**What to work on**
1 - Extract every line of the data records and reproduce them unchanged.
2 - Extend the blog post on composable SOA service design from its last sentence onward.

**Quoted text**

Service Design - Are You A SOA Poser or a Com-Poser?

June 19th, 2008 by Kyle Gabhart

Up until now, there has been such a rush to roll out initial SOA services and supporting infrastructure, that little attention has been given to what good service design truly entails.  This is a natural evolution that must occur with any technology or methodology.  Throughout this summer, I plan on releasing several posts regarding proper service design.

Initially, I would like to focus on the subject of ‘composability’.  Composable services have several important qualities:

  • composable services stictly adhere to their service interface, Service Level Agreements(SLAs), and supporting metadata
  • service operations always leave enterprise data in a valid business state
  • service operations can be called indepently, in parallel, or as a part of a larger service orchestration
  • service operations can be called within or without a transaction context

When you boil it down to the essentials, composable services clearly define what they do and they do exactly what they have defined.  Consumers of composable services are then at liberty to determine how they want to use that service’s operations, rather than the service having certain built-in assumptions regarding how the service will be used or what the larger business context ought to be.

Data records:
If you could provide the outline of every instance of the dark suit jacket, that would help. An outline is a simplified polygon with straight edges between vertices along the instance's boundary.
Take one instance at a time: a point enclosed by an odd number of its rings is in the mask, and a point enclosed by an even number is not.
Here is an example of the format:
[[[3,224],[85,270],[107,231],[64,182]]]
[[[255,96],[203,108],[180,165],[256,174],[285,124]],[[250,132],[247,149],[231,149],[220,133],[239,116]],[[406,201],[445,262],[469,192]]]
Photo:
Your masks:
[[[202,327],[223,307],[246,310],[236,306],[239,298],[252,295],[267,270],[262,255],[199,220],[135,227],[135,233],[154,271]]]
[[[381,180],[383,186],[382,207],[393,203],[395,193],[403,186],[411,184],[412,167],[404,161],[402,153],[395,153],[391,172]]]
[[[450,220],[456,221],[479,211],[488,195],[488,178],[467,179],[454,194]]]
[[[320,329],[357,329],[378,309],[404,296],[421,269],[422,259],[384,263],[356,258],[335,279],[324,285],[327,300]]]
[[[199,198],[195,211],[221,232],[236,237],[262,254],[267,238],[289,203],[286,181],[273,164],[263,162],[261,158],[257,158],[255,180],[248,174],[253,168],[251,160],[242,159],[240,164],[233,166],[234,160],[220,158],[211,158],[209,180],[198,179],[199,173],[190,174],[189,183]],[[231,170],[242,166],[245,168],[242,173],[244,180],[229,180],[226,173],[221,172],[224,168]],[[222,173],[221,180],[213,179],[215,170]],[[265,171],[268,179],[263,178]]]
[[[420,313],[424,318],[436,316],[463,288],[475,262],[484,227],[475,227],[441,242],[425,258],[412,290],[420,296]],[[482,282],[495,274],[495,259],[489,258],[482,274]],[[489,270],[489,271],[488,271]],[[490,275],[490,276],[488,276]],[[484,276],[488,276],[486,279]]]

**Replies**
1 -
If you could provide the outline of every instance of the dark suit jacket, that would help. An outline is a simplified polygon with straight edges between vertices along the instance's boundary.
Take one instance at a time: a point enclosed by an odd number of its rings is in the mask, and a point enclosed by an even number is not.
Here is an example of the format:
[[[3,224],[85,270],[107,231],[64,182]]]
[[[255,96],[203,108],[180,165],[256,174],[285,124]],[[250,132],[247,149],[231,149],[220,133],[239,116]],[[406,201],[445,262],[469,192]]]
Photo:
Your masks:
[[[202,327],[223,307],[246,310],[236,306],[239,298],[252,295],[267,270],[262,255],[199,220],[135,227],[135,233],[154,271]]]
[[[381,180],[383,186],[382,207],[393,203],[395,193],[403,186],[411,184],[412,167],[404,161],[402,153],[395,153],[391,172]]]
[[[450,220],[456,221],[479,211],[488,195],[488,178],[467,179],[454,194]]]
[[[320,329],[357,329],[378,309],[404,296],[421,269],[422,259],[384,263],[356,258],[335,279],[324,285],[327,300]]]
[[[199,198],[195,211],[221,232],[236,237],[262,254],[267,238],[289,203],[286,181],[273,164],[263,162],[261,158],[257,158],[255,180],[248,174],[253,168],[251,160],[242,159],[240,164],[233,166],[234,160],[220,158],[211,158],[209,180],[198,179],[199,173],[190,174],[189,183]],[[231,170],[242,166],[245,168],[242,173],[244,180],[229,180],[226,173],[221,172],[224,168]],[[222,173],[221,180],[213,179],[215,170]],[[265,171],[268,179],[263,178]]]
[[[420,313],[424,318],[436,316],[463,288],[475,262],[484,227],[475,227],[441,242],[425,258],[412,290],[420,296]],[[482,282],[495,274],[495,259],[489,258],[482,274]],[[489,270],[489,271],[488,271]],[[490,275],[490,276],[488,276]],[[484,276],[488,276],[486,279]]]

2 -
To learn more about the merits and details of composable services, I recommend the following resources:

There’s another, less tangible benefit of composable services — they are lower stress.  The frustration and stress associated with consuming a service that later fails due to some unknown buisiness logic violation is supremely frustrating.  Consuming services that are not composable is stressful, because they cannot be depended upon to work in whatever context you choose.  Likewise, publishing non-composable services for consumption is stressful because the service provider is constantly in fear that someone will ‘misuse’ a service.  This is no way to run an enterprise or encourage the adoption of service orientation. 

I’ll explore all of these topics next week in my presentation at SOAWorld on composable services.  I’ll post the completed presentation as well as perspectives from the audience next week.  Have a great weekend and I’ll see you in New York!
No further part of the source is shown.